Point-per-instance localization data:
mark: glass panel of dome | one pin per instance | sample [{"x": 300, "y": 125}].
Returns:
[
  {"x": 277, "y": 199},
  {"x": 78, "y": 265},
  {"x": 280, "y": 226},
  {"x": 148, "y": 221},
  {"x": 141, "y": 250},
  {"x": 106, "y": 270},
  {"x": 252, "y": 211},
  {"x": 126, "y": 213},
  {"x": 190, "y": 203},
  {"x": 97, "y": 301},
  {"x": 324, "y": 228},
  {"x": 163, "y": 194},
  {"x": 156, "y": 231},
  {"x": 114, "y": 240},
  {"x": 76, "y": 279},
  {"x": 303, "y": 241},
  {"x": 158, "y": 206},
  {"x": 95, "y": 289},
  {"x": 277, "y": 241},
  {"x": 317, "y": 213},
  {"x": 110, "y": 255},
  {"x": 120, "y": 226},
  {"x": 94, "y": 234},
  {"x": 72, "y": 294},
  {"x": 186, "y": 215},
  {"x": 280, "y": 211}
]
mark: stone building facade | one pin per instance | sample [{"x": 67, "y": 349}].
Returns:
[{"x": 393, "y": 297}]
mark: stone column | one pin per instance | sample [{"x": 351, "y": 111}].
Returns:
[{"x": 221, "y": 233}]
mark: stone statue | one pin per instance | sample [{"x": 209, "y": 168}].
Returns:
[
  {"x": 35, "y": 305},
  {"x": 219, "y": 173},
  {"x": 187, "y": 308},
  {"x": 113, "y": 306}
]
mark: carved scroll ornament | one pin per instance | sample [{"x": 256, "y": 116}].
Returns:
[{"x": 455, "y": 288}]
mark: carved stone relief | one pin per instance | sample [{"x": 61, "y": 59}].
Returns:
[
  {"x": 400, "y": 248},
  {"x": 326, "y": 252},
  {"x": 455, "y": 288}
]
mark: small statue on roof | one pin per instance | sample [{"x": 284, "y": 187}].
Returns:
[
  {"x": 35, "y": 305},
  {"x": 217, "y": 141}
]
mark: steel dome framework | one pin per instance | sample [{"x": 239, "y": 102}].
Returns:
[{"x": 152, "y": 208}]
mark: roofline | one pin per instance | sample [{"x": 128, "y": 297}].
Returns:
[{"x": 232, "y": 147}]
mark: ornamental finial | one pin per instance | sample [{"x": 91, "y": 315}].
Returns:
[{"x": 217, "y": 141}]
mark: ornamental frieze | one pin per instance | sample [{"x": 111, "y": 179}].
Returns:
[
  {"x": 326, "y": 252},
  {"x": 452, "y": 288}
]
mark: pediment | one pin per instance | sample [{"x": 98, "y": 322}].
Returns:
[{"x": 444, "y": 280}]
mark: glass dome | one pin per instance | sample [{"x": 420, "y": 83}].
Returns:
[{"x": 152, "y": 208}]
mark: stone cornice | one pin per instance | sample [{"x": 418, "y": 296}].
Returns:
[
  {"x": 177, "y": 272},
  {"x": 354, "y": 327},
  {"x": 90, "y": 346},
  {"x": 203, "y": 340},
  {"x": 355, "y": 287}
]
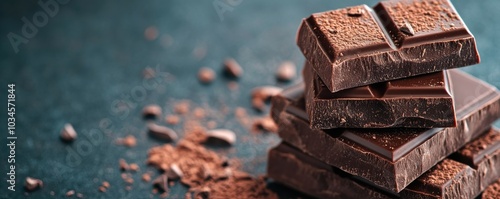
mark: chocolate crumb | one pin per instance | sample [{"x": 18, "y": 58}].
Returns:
[
  {"x": 146, "y": 177},
  {"x": 123, "y": 165},
  {"x": 221, "y": 136},
  {"x": 134, "y": 167},
  {"x": 355, "y": 12},
  {"x": 148, "y": 73},
  {"x": 161, "y": 182},
  {"x": 151, "y": 111},
  {"x": 70, "y": 193},
  {"x": 286, "y": 72},
  {"x": 206, "y": 75},
  {"x": 32, "y": 184},
  {"x": 232, "y": 68},
  {"x": 161, "y": 132},
  {"x": 128, "y": 141},
  {"x": 172, "y": 119},
  {"x": 182, "y": 107},
  {"x": 407, "y": 29},
  {"x": 68, "y": 133}
]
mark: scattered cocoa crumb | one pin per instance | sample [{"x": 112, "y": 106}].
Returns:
[
  {"x": 206, "y": 75},
  {"x": 70, "y": 193},
  {"x": 286, "y": 71},
  {"x": 221, "y": 136},
  {"x": 187, "y": 195},
  {"x": 134, "y": 167},
  {"x": 172, "y": 119},
  {"x": 151, "y": 111},
  {"x": 32, "y": 184},
  {"x": 182, "y": 107},
  {"x": 151, "y": 33},
  {"x": 161, "y": 132},
  {"x": 148, "y": 73},
  {"x": 262, "y": 94},
  {"x": 128, "y": 141},
  {"x": 196, "y": 135},
  {"x": 68, "y": 133},
  {"x": 265, "y": 124},
  {"x": 123, "y": 165},
  {"x": 129, "y": 180},
  {"x": 146, "y": 177},
  {"x": 240, "y": 112},
  {"x": 204, "y": 169},
  {"x": 232, "y": 68},
  {"x": 199, "y": 113}
]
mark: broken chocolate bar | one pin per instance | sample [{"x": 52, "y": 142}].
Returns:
[
  {"x": 422, "y": 101},
  {"x": 393, "y": 157},
  {"x": 359, "y": 46},
  {"x": 448, "y": 179}
]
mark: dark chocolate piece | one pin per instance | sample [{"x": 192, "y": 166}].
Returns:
[
  {"x": 492, "y": 192},
  {"x": 394, "y": 157},
  {"x": 448, "y": 179},
  {"x": 399, "y": 39},
  {"x": 416, "y": 102}
]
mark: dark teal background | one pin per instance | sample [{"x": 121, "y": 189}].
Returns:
[{"x": 91, "y": 54}]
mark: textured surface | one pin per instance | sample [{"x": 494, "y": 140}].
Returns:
[
  {"x": 93, "y": 52},
  {"x": 448, "y": 179},
  {"x": 351, "y": 64},
  {"x": 393, "y": 165},
  {"x": 384, "y": 105}
]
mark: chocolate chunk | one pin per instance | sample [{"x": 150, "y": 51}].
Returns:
[
  {"x": 286, "y": 72},
  {"x": 161, "y": 182},
  {"x": 422, "y": 101},
  {"x": 68, "y": 133},
  {"x": 151, "y": 111},
  {"x": 32, "y": 184},
  {"x": 393, "y": 157},
  {"x": 351, "y": 47},
  {"x": 161, "y": 132},
  {"x": 232, "y": 68},
  {"x": 221, "y": 136},
  {"x": 265, "y": 124},
  {"x": 206, "y": 75},
  {"x": 448, "y": 179}
]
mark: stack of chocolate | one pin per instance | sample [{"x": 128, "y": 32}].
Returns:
[{"x": 381, "y": 113}]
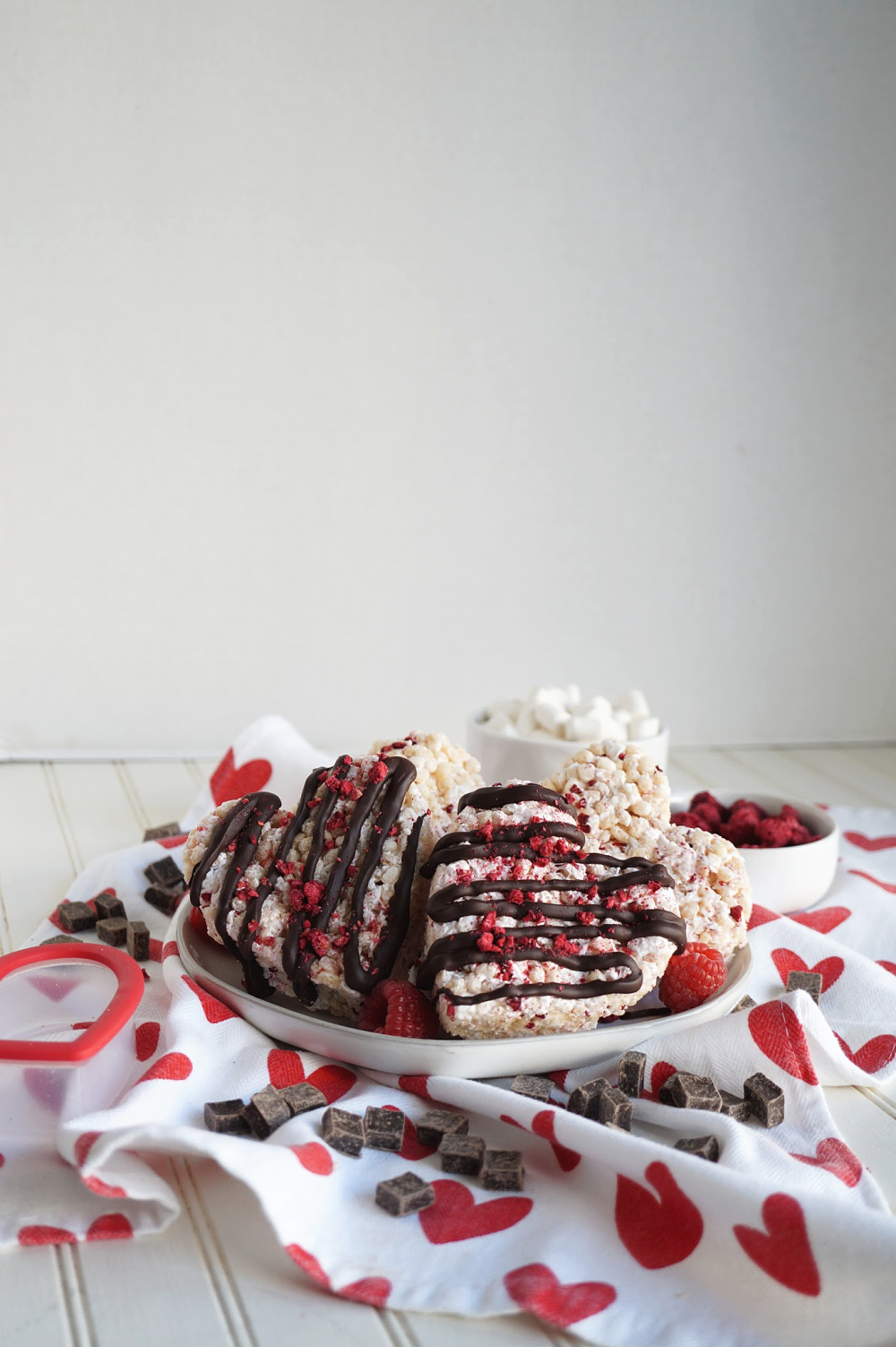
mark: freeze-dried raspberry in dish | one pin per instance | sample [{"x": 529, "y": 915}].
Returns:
[
  {"x": 325, "y": 902},
  {"x": 617, "y": 792},
  {"x": 713, "y": 889},
  {"x": 529, "y": 934}
]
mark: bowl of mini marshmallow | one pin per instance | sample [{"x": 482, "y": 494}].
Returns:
[{"x": 531, "y": 738}]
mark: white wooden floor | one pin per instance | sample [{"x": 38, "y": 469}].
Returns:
[{"x": 219, "y": 1276}]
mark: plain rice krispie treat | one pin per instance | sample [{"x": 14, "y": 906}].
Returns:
[
  {"x": 323, "y": 902},
  {"x": 617, "y": 794},
  {"x": 714, "y": 894},
  {"x": 526, "y": 934}
]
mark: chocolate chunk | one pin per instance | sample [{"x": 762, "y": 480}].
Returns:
[
  {"x": 75, "y": 916},
  {"x": 383, "y": 1129},
  {"x": 342, "y": 1130},
  {"x": 585, "y": 1100},
  {"x": 227, "y": 1116},
  {"x": 461, "y": 1154},
  {"x": 108, "y": 905},
  {"x": 441, "y": 1122},
  {"x": 705, "y": 1146},
  {"x": 534, "y": 1087},
  {"x": 765, "y": 1100},
  {"x": 163, "y": 830},
  {"x": 165, "y": 873},
  {"x": 690, "y": 1092},
  {"x": 735, "y": 1108},
  {"x": 615, "y": 1108},
  {"x": 503, "y": 1170},
  {"x": 166, "y": 900},
  {"x": 138, "y": 937},
  {"x": 114, "y": 929},
  {"x": 265, "y": 1111},
  {"x": 810, "y": 982},
  {"x": 302, "y": 1097},
  {"x": 631, "y": 1079},
  {"x": 404, "y": 1195}
]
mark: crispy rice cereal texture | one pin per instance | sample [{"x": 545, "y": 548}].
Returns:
[
  {"x": 713, "y": 888},
  {"x": 620, "y": 792},
  {"x": 293, "y": 897},
  {"x": 511, "y": 1015}
]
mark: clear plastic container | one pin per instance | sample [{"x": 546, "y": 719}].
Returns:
[{"x": 66, "y": 1014}]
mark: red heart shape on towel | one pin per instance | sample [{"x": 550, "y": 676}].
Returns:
[
  {"x": 229, "y": 781},
  {"x": 874, "y": 1055},
  {"x": 786, "y": 961},
  {"x": 872, "y": 878},
  {"x": 369, "y": 1291},
  {"x": 657, "y": 1231},
  {"x": 823, "y": 920},
  {"x": 834, "y": 1154},
  {"x": 535, "y": 1288},
  {"x": 781, "y": 1250},
  {"x": 213, "y": 1009},
  {"x": 778, "y": 1032},
  {"x": 869, "y": 843},
  {"x": 456, "y": 1213}
]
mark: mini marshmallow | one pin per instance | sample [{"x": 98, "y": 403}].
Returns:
[
  {"x": 633, "y": 702},
  {"x": 644, "y": 728}
]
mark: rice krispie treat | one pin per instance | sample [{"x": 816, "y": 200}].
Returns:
[
  {"x": 714, "y": 894},
  {"x": 323, "y": 902},
  {"x": 617, "y": 794},
  {"x": 529, "y": 934}
]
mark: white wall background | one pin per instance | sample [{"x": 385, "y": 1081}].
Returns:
[{"x": 366, "y": 360}]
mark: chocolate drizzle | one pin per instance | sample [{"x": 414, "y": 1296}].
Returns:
[
  {"x": 321, "y": 794},
  {"x": 521, "y": 943}
]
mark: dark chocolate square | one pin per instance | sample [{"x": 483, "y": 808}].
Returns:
[
  {"x": 162, "y": 830},
  {"x": 534, "y": 1087},
  {"x": 765, "y": 1100},
  {"x": 404, "y": 1195},
  {"x": 342, "y": 1130},
  {"x": 227, "y": 1116},
  {"x": 112, "y": 929},
  {"x": 138, "y": 939},
  {"x": 441, "y": 1122},
  {"x": 615, "y": 1108},
  {"x": 302, "y": 1098},
  {"x": 165, "y": 873},
  {"x": 75, "y": 916},
  {"x": 108, "y": 905},
  {"x": 383, "y": 1129},
  {"x": 810, "y": 982},
  {"x": 503, "y": 1170},
  {"x": 631, "y": 1078},
  {"x": 265, "y": 1111},
  {"x": 705, "y": 1146},
  {"x": 586, "y": 1100},
  {"x": 690, "y": 1092},
  {"x": 461, "y": 1154},
  {"x": 166, "y": 900},
  {"x": 735, "y": 1108}
]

__HOW TO COMPLETE THIS TASK__
Above are some records. Count the lines among them with the word "rice", and answer with the number only.

__FINAL ANSWER__
3